AIM:
Copy every line of the material below, requests included, and shift each answer point by adding 84 to both its x and y coordinates.

#### INFORMATION SHOWN ####

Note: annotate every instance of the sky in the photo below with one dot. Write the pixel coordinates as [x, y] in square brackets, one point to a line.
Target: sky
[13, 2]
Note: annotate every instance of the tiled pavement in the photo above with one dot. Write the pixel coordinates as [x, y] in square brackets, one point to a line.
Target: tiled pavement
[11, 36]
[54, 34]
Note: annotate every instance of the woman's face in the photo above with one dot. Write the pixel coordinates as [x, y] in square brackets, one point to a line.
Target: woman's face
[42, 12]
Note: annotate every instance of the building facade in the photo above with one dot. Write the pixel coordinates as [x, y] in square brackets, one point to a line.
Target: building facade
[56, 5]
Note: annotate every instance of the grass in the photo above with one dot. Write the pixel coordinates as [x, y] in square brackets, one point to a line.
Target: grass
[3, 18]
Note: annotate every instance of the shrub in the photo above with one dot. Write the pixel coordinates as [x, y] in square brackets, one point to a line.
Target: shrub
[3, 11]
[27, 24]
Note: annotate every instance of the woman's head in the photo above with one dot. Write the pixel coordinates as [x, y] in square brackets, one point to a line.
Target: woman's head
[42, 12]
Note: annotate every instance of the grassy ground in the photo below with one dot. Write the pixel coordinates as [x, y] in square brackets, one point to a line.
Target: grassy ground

####

SOLUTION BELOW:
Note: annotate every instance of the sky in the photo below with one dot. Write the pixel coordinates as [x, y] in square brackets, one point to a line.
Target: sky
[97, 86]
Note: annotate every instance of the tiled pavement in the photo above with one dot. Write the pixel coordinates as [x, y] in square brackets, one point to a line.
Target: tiled pavement
[95, 120]
[138, 118]
Note: annotate every instance of the woman's face in the photo above with one dot. Write the pixel coordinates as [x, y] in square brackets, one point to a line.
Target: woman's face
[126, 96]
Note: annotate every instance of the building facade in the photo above with one dot. Write the pixel coordinates as [x, y] in square brackets, one point to a line.
Target: building facade
[140, 89]
Note: annotate every instance of the grass in the photo above with one dot. Write the pixel coordinates as [x, y] in square brackets, one point to a line.
Target: grass
[87, 102]
Note: annotate every instance of the shrub in the photo above with one dot. Write the pixel coordinates as [x, y] in square brackets, one point to a line.
Target: shrub
[87, 95]
[111, 108]
Note: annotate every instance of the woman's head in the photo above with one dot. Write the pixel coordinates as [x, y] in square brackets, one point to a line.
Target: woman's head
[126, 96]
Note: annotate every instance of the grassy ground in the photo below with one dot. Write the pixel coordinates as [x, y] in square brackets, one point to a line.
Target: grassy ground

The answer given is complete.